WHAT YOU HAVE TO DO -> Print the range of lines that opens with the line containing "TARGET = covered porch" and closes with the last line of the listing. Include both ends; print nothing more.

[Rows from a dataset]

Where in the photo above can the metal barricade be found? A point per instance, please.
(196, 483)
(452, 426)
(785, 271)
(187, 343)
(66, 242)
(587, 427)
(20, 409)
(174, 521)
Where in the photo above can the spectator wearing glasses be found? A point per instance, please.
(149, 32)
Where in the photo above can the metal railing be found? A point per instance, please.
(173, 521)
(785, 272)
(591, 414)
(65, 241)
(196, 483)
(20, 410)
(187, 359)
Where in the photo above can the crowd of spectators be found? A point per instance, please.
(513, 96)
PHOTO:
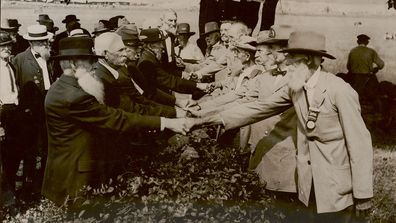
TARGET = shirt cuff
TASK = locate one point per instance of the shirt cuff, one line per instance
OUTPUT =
(162, 120)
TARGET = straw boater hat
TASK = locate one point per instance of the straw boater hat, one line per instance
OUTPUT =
(10, 25)
(184, 29)
(76, 47)
(101, 27)
(151, 35)
(307, 42)
(246, 43)
(277, 34)
(5, 38)
(37, 32)
(129, 34)
(211, 27)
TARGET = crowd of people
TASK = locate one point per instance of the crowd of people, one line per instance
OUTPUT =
(74, 104)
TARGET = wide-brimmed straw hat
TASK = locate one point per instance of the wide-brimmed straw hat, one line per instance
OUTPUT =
(76, 47)
(37, 32)
(277, 34)
(129, 34)
(184, 29)
(307, 42)
(5, 38)
(210, 27)
(70, 18)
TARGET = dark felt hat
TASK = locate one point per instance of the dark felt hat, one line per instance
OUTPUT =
(76, 47)
(70, 18)
(211, 27)
(307, 42)
(10, 24)
(363, 37)
(184, 29)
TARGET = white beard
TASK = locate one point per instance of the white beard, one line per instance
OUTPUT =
(90, 84)
(297, 77)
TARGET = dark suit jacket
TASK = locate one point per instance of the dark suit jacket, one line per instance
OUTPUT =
(159, 78)
(121, 93)
(151, 93)
(74, 157)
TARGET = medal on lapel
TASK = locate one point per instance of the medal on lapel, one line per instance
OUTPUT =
(312, 117)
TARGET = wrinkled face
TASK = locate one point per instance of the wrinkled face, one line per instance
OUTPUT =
(224, 27)
(212, 38)
(43, 47)
(264, 56)
(183, 39)
(5, 52)
(279, 57)
(169, 22)
(241, 55)
(234, 34)
(133, 52)
(157, 48)
(117, 58)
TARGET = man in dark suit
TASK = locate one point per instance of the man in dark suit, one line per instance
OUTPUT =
(34, 77)
(75, 115)
(149, 64)
(12, 27)
(120, 91)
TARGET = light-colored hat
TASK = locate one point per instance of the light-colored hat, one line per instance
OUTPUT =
(37, 32)
(109, 41)
(307, 42)
(211, 27)
(129, 34)
(277, 34)
(246, 43)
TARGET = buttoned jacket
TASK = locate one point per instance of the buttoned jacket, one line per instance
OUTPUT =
(336, 156)
(74, 119)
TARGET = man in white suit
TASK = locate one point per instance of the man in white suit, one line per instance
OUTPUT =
(335, 155)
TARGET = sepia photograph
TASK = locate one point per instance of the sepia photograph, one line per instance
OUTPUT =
(260, 111)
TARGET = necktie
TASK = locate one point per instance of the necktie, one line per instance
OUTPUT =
(11, 73)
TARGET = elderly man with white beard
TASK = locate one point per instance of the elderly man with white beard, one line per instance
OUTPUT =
(75, 114)
(334, 150)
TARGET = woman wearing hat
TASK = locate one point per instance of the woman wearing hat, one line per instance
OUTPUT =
(334, 150)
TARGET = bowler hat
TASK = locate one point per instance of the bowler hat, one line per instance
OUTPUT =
(363, 37)
(10, 24)
(5, 38)
(184, 29)
(129, 34)
(277, 34)
(151, 35)
(101, 27)
(37, 32)
(307, 42)
(211, 27)
(76, 47)
(70, 18)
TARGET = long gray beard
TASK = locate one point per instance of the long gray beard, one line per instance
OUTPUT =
(297, 78)
(90, 84)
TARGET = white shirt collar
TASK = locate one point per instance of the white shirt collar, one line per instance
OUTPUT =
(112, 70)
(313, 80)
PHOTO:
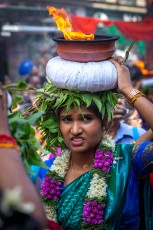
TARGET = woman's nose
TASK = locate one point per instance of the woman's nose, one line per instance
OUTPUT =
(76, 128)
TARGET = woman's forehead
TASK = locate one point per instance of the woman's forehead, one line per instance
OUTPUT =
(73, 110)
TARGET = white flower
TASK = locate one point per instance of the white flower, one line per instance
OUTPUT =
(61, 163)
(12, 200)
(108, 141)
(51, 213)
(98, 187)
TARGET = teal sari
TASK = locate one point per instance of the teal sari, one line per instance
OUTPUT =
(70, 205)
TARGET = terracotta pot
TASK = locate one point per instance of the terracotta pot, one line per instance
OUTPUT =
(99, 49)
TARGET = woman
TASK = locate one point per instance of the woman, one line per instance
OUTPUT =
(93, 184)
(15, 184)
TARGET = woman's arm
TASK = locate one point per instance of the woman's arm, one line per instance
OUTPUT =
(143, 105)
(12, 172)
(148, 136)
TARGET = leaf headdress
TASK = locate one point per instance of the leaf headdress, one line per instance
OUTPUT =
(50, 99)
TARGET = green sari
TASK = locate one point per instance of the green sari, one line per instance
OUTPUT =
(70, 205)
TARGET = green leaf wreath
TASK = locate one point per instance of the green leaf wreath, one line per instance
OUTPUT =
(43, 115)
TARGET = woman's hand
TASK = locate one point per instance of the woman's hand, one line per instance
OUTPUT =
(124, 80)
(4, 126)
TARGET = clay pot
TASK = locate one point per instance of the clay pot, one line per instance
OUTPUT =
(99, 49)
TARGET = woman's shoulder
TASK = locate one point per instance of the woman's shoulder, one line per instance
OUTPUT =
(43, 171)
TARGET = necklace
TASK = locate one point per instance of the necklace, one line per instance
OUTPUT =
(95, 200)
(84, 167)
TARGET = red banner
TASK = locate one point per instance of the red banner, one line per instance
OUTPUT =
(140, 30)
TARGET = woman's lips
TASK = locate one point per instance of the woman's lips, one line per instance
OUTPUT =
(77, 141)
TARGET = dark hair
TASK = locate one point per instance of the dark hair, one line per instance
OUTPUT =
(16, 220)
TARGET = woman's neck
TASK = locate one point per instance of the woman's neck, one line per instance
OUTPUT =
(82, 160)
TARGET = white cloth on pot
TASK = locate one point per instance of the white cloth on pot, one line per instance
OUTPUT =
(90, 76)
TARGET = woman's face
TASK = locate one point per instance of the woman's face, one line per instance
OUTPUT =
(81, 129)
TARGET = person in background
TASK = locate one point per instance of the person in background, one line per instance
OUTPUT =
(76, 179)
(121, 132)
(132, 117)
(13, 177)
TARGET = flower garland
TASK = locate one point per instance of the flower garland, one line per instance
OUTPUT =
(95, 200)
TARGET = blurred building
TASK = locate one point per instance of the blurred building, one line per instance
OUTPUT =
(26, 28)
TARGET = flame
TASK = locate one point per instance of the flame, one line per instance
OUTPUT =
(144, 71)
(63, 24)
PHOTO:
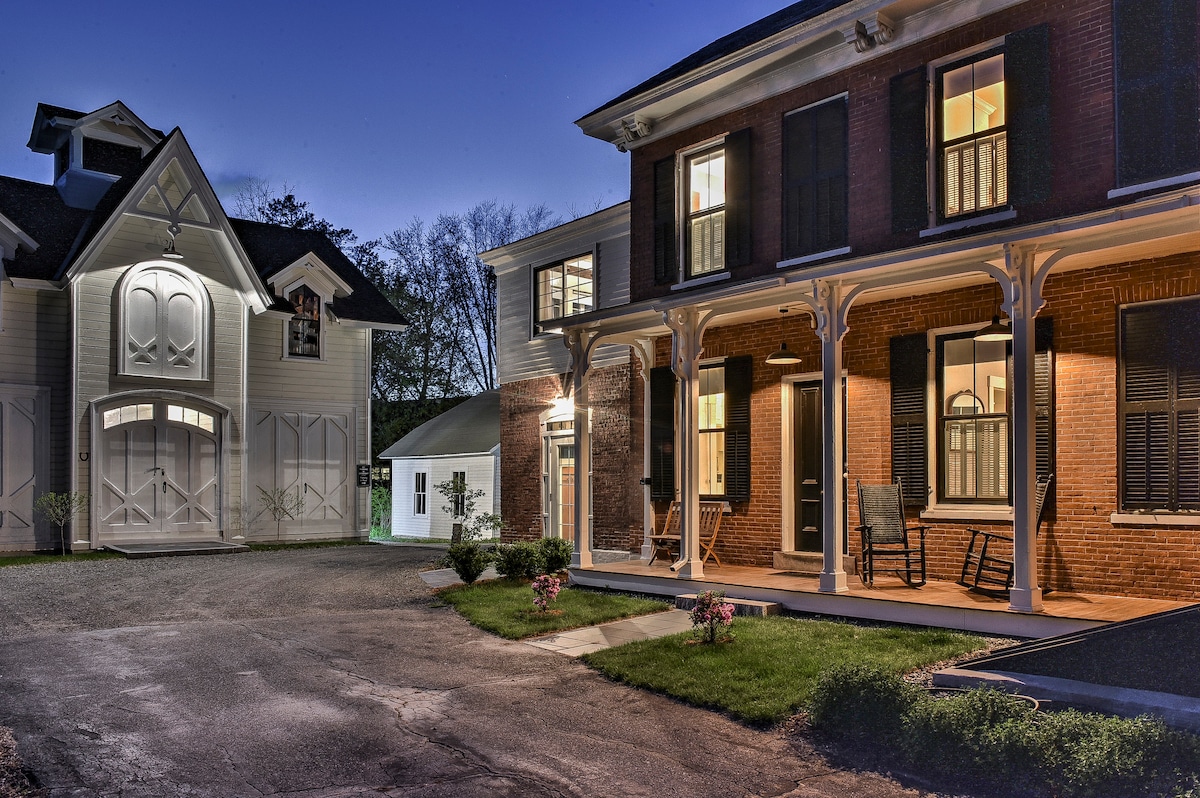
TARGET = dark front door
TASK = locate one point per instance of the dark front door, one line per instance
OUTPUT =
(808, 465)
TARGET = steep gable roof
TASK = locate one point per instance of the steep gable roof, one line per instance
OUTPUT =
(469, 429)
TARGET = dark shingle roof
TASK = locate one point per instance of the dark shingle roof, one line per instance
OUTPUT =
(273, 247)
(471, 427)
(780, 21)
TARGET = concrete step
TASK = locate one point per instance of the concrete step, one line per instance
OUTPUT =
(741, 606)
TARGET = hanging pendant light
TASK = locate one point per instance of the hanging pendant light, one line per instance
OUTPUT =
(995, 331)
(783, 357)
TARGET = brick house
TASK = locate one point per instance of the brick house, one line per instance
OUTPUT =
(870, 184)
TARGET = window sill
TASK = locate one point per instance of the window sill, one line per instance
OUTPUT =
(702, 281)
(981, 513)
(966, 223)
(1156, 519)
(811, 258)
(1165, 183)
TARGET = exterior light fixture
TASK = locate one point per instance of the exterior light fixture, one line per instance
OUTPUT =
(783, 357)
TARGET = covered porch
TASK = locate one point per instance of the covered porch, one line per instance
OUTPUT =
(937, 604)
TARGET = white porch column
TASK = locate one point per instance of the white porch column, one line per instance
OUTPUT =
(645, 351)
(579, 342)
(831, 327)
(687, 330)
(1023, 307)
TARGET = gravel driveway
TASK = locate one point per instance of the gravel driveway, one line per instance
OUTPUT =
(335, 672)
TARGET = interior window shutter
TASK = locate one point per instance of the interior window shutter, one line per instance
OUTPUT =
(1155, 70)
(661, 433)
(1027, 101)
(738, 375)
(666, 262)
(738, 180)
(910, 147)
(910, 367)
(1043, 395)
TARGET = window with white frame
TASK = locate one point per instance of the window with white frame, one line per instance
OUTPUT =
(972, 135)
(972, 419)
(563, 289)
(304, 328)
(420, 493)
(705, 211)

THE REPLY ->
TARGET = covered porch
TASK = locate one point per instance of the covered porch, one line per instance
OUTPUT =
(937, 604)
TARGET = white porch column
TASK = locate one point per instance of the white porch column, one line per instance
OUTPUT =
(645, 351)
(579, 342)
(831, 327)
(687, 330)
(1023, 307)
TARGET = gravel driveway
TASK = locate one point per instance of the gravel driveway, one line per instance
OUTPUT =
(335, 672)
TARGET = interior window shutter
TASK = locate one point per instance of the interior window shutter, one line per instance
OUTPUT =
(1155, 70)
(661, 433)
(1027, 101)
(738, 375)
(666, 262)
(738, 180)
(910, 147)
(910, 367)
(1043, 395)
TARGET = window with white frame
TASK = locate one point per instance of the window with white frame, one line per instance
OUTPUT =
(972, 135)
(972, 419)
(563, 289)
(304, 328)
(420, 493)
(705, 211)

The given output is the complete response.